BEGIN

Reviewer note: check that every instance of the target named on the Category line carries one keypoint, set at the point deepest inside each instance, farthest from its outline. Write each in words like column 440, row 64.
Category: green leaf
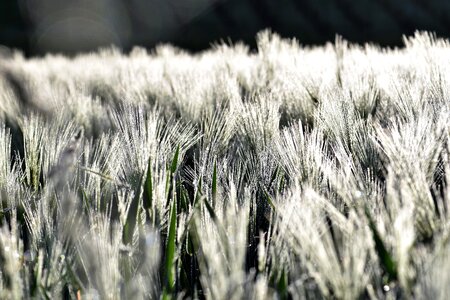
column 170, row 260
column 174, row 165
column 214, row 185
column 148, row 190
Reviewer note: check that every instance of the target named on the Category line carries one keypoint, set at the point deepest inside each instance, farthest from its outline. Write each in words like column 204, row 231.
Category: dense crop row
column 289, row 172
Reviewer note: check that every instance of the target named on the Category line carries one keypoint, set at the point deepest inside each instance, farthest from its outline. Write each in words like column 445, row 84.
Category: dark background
column 68, row 26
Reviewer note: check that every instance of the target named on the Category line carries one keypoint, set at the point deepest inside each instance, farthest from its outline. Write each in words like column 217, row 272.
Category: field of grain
column 289, row 172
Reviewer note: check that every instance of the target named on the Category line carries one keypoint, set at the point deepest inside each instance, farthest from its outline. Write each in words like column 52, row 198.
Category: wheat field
column 288, row 172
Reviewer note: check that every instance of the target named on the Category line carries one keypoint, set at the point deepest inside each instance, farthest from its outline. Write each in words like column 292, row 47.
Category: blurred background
column 72, row 26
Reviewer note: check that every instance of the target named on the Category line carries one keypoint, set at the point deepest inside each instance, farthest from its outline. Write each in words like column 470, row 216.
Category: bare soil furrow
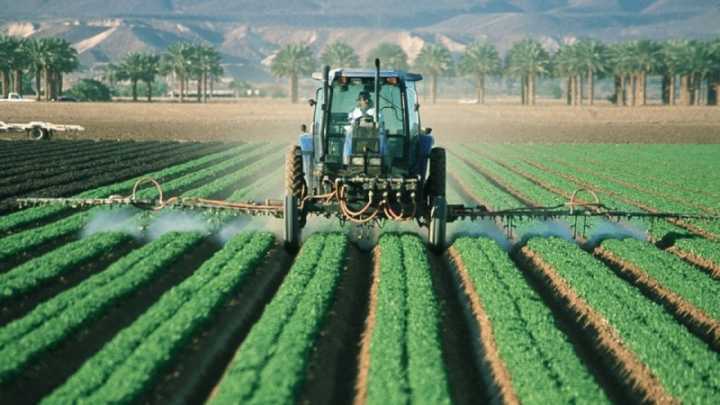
column 693, row 317
column 196, row 369
column 637, row 377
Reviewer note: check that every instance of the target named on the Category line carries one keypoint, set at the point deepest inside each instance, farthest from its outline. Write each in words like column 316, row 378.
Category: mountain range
column 248, row 33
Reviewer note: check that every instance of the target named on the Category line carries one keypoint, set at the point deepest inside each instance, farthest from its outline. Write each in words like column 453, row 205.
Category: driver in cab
column 363, row 107
column 363, row 110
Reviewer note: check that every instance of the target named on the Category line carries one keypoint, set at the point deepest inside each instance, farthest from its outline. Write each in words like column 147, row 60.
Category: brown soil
column 497, row 373
column 458, row 337
column 640, row 378
column 197, row 367
column 364, row 355
column 687, row 226
column 499, row 182
column 332, row 371
column 693, row 317
column 278, row 120
column 598, row 172
column 709, row 266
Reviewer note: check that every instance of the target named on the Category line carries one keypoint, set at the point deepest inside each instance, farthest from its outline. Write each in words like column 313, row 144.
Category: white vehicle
column 16, row 98
column 39, row 130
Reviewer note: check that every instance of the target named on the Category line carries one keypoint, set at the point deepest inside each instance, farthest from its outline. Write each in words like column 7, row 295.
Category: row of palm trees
column 45, row 58
column 183, row 62
column 694, row 65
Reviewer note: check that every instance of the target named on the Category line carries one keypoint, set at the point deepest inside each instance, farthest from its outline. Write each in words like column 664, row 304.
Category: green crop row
column 23, row 241
column 541, row 360
column 252, row 170
column 37, row 271
column 406, row 362
column 30, row 215
column 687, row 368
column 671, row 272
column 270, row 365
column 657, row 229
column 706, row 249
column 53, row 320
column 635, row 196
column 482, row 189
column 692, row 167
column 535, row 193
column 128, row 363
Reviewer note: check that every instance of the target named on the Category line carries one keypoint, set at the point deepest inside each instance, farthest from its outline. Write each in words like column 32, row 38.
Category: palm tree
column 646, row 55
column 339, row 54
column 527, row 60
column 292, row 61
column 8, row 50
column 592, row 58
column 216, row 72
column 21, row 63
column 38, row 53
column 567, row 63
column 714, row 90
column 208, row 59
column 434, row 60
column 622, row 65
column 391, row 55
column 64, row 60
column 137, row 67
column 673, row 62
column 480, row 60
column 176, row 62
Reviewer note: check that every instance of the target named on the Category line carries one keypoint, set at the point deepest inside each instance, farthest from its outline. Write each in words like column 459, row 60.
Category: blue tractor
column 366, row 158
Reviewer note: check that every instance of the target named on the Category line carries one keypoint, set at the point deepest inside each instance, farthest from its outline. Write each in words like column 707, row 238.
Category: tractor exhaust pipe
column 325, row 108
column 377, row 92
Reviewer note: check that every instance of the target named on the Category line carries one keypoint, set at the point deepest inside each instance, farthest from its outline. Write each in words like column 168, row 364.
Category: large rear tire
column 295, row 189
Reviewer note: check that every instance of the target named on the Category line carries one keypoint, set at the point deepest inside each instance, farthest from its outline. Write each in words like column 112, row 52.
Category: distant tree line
column 183, row 62
column 46, row 59
column 690, row 66
column 689, row 69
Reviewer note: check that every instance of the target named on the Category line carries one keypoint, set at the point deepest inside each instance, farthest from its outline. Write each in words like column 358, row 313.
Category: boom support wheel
column 295, row 189
column 436, row 178
column 291, row 225
column 438, row 224
column 39, row 134
column 436, row 198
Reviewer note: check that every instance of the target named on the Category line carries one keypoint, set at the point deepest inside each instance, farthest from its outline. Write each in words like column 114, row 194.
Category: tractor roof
column 400, row 74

END

## PROBLEM REQUIREMENTS:
Reproduce the entire listing above word for word, omitting the pictures.

## WRITTEN ANSWER:
Reviewer note: check that every instance of the target named on the Category line carries one keypoint, set at the point deepest inside each instance, farthest from its outline. Write each in words like column 440, row 64.
Category: green leaf
column 170, row 260
column 174, row 165
column 214, row 185
column 148, row 190
Reviewer note: check that every instance of the target named on the Category line carries one keypoint, set at the point deepest inside each instance, farthest from its outline. Write each in words like column 204, row 231.
Category: dense crop row
column 289, row 172
Reviewer note: check that every instance of the target named on the Category line carries one keypoint, set at the point deepest inside each instance, farthest from its outline. Write each in words like column 445, row 84.
Category: dark background
column 68, row 26
Reviewer note: check that every instance of the target named on the Category line carries one keypoint, set at the point deepest inside each instance, farthest from its outline. Write each in words like column 217, row 272.
Category: field of grain
column 289, row 172
Reviewer note: check that every instance of the target named on the Category line carries one keypoint, set at the point deepest inside each instance, farthest from its outline. Write each in words like column 52, row 198.
Category: wheat field
column 288, row 172
Reviewer note: check that every instance of the target named on the Category line carries one keypoint, set at the point deepest inside each instance, farthest from its outline. Write each in words like column 292, row 47.
Category: blurred background
column 72, row 26
Reviewer note: check that every instance of the target named on the Category line carries one keypoint, set at the point deepest inside each instance, farthest from its outline. Write each in words like column 470, row 216.
Category: bare soil furrow
column 693, row 317
column 196, row 369
column 637, row 377
Reviewer note: check that every instance of the target named on the Category line carries one keypoint, set at the point deepest inside each instance, farthest from its outline. Write each in words like column 316, row 378.
Category: mountain range
column 248, row 33
Reviewer note: check that every instance of the target named on the Category line carries one keypoint, set at the point deepest inside each instance, farthest from its outline. Write each in words like column 453, row 205.
Category: driver in cab
column 363, row 107
column 363, row 110
Reviewer note: check that every instance of the target named on the Category line carries one keypoint, set at the point deepest inside each instance, farthest from its outline. Write each in words like column 147, row 60.
Category: brown soil
column 497, row 373
column 458, row 337
column 640, row 378
column 197, row 367
column 364, row 355
column 687, row 226
column 499, row 182
column 332, row 371
column 693, row 317
column 278, row 120
column 598, row 172
column 709, row 266
Reviewer note: check that every instance of the target named on the Category line carries one keypoint, set at the point deepest inside each instance, farthest from its outline. Write each in words like column 313, row 144.
Category: white vehicle
column 16, row 98
column 39, row 130
Reviewer note: check that every instance of the target named on the Category line carries one keypoint, set at the point deepest inside each instance, farthest from its outline. Write each in words like column 7, row 295.
Category: row of palm trees
column 45, row 58
column 183, row 62
column 694, row 65
Reviewer note: check that every instance of the target named on the Category line carries one keypoint, set at the point deepest inside each instance, farthest from its outline. Write each in words like column 664, row 304.
Category: green crop row
column 23, row 241
column 541, row 360
column 252, row 170
column 37, row 271
column 406, row 362
column 30, row 215
column 687, row 368
column 671, row 272
column 270, row 365
column 657, row 229
column 706, row 249
column 53, row 320
column 635, row 196
column 482, row 189
column 692, row 167
column 535, row 193
column 128, row 363
Reviewer note: check that every instance of the target named on the Category line carries one keypoint, set at the point deepest inside each instance, farthest from its outline. Write each in words like column 32, row 38.
Category: palm tree
column 646, row 55
column 339, row 54
column 527, row 60
column 292, row 61
column 8, row 50
column 592, row 58
column 216, row 72
column 21, row 63
column 38, row 53
column 567, row 63
column 714, row 90
column 208, row 59
column 434, row 60
column 622, row 65
column 391, row 55
column 64, row 60
column 137, row 67
column 673, row 62
column 480, row 60
column 176, row 62
Reviewer note: check that every instance of the target named on the Category line carries one keypoint, set at the point deepest inside each instance, farthest from its outline. Write each in words like column 459, row 60.
Category: blue tractor
column 366, row 158
Reviewer note: check that every instance of the target named on the Category line carries one keypoint, set at the point deepest inside each instance, farthest from its outline. Write each in words like column 707, row 238.
Category: tractor exhaust pipe
column 325, row 108
column 377, row 92
Reviewer note: check that every instance of the target named on the Category line carries one keypoint, set at the point deepest inside each instance, farthest from its outline. Write each in words like column 168, row 364.
Category: large rear tire
column 295, row 189
Reviewer note: check that every instance of the target named on the Category line carries one keypoint, set at the point deepest inside each instance, farthest from its outline. Write each in words like column 112, row 52.
Category: distant tree line
column 183, row 62
column 46, row 59
column 690, row 66
column 689, row 69
Reviewer note: check that every instance of the target named on the Category line carries one keypoint, set at the point deepest inside each instance, farthest from its outline. Write each in words like column 358, row 313.
Category: boom support wheel
column 295, row 189
column 436, row 178
column 291, row 225
column 438, row 224
column 39, row 134
column 436, row 198
Reviewer note: check that every instance of the target named on the Category line carries one keypoint, set at the point deepest inside each instance, farthest from its outline. Write each in words like column 114, row 194.
Category: tractor roof
column 400, row 74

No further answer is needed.